What is required:
Please reproduce the material below word for word, keeping every line in its original order.

Data entries
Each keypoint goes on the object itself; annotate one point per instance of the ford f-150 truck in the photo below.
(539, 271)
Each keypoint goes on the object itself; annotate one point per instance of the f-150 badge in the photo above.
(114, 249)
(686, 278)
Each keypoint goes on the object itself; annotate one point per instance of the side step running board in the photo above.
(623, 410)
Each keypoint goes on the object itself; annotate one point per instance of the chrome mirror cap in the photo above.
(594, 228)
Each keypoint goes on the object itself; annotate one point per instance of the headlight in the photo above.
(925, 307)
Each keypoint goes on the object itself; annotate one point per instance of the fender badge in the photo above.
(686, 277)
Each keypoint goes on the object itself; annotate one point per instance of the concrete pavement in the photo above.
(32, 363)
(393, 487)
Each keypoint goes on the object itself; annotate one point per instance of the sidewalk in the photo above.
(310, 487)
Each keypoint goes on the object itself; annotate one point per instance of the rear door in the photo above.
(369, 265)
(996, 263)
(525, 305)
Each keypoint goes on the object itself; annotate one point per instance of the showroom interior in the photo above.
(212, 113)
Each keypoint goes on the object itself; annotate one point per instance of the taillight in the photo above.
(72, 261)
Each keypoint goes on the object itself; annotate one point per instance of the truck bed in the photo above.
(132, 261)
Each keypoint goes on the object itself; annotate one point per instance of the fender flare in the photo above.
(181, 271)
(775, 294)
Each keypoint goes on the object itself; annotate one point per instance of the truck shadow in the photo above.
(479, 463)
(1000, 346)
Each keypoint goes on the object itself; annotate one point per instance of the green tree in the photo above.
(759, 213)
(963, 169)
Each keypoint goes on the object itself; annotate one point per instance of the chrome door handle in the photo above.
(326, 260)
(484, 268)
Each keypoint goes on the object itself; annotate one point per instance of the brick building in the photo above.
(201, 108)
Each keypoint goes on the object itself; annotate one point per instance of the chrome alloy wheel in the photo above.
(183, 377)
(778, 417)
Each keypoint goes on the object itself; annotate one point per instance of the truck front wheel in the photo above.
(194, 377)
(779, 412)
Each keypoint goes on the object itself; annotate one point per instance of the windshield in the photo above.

Exercise solution:
Each keypoint goes on the object itself; annotate one point per instance of the ford f-150 truck in the photo below.
(539, 271)
Each keypoint goes on the object itself; annotate one point per instance of the f-150 badge in the photo above.
(114, 249)
(686, 278)
Each keypoint goes on the object itself; annotate one point per instance of the side step running board in the photo above.
(623, 410)
Each keypoint goes on the object itself; annotate one point per instance of the chrome mirror cap in the photo above.
(594, 228)
Each keypoint goes on the object itself; annotate one point per instance of the headlight in the photo above.
(925, 307)
Each keypoint goes on the object itself; annotate one point per instance of the fender badge in the photo above.
(686, 277)
Each keypoint goes on the object itself; annotate one point per instance of the concrete pavement in the photo above.
(32, 363)
(393, 487)
Each keypoint goes on the object itself; annotate one point per instance of the sidewalk in the photo above.
(310, 487)
Each keypoint goes on the object itself; annotate one point per instance of the rear door in the photo above.
(369, 265)
(996, 263)
(525, 305)
Each keypoint goes on the object itself; annotate one point per instance of the showroom interior in the photo above.
(212, 113)
Each keypoint goes on the object itself; annotate one point per instance of the taillight in the photo above.
(72, 261)
Each keypoint goes on the object itself; annotate one point per instance of the truck bed in the photo above.
(132, 261)
Each keypoint goes on the object itself; annotate one point per instance of the fender flare in the photo above.
(181, 271)
(775, 294)
Each keypoint goes on the object itself; annotate one point per instance of the truck shadow in the photo above.
(479, 463)
(1000, 346)
Each keypoint goes on the object itself; annotate one point per instance of the green tree in the photo above.
(759, 213)
(963, 169)
Each keypoint goes on the object itself; annotate one point per instance of the chrome door handle in the photo above.
(326, 260)
(484, 268)
Each keypoint goes on the object itself; annotate one point per instance of the brick building in the photo above.
(201, 108)
Each keypoint goes on the object itself; annotate one point per instance of the chrome alloy wheel in the photo above.
(183, 377)
(778, 417)
Each keypoint goes on the object itself; annotate one point per instance of the truck front wheel in the photo above.
(194, 377)
(779, 412)
Each keypoint goes on the object itself; annotate one point per instance of the windshield in the photo above.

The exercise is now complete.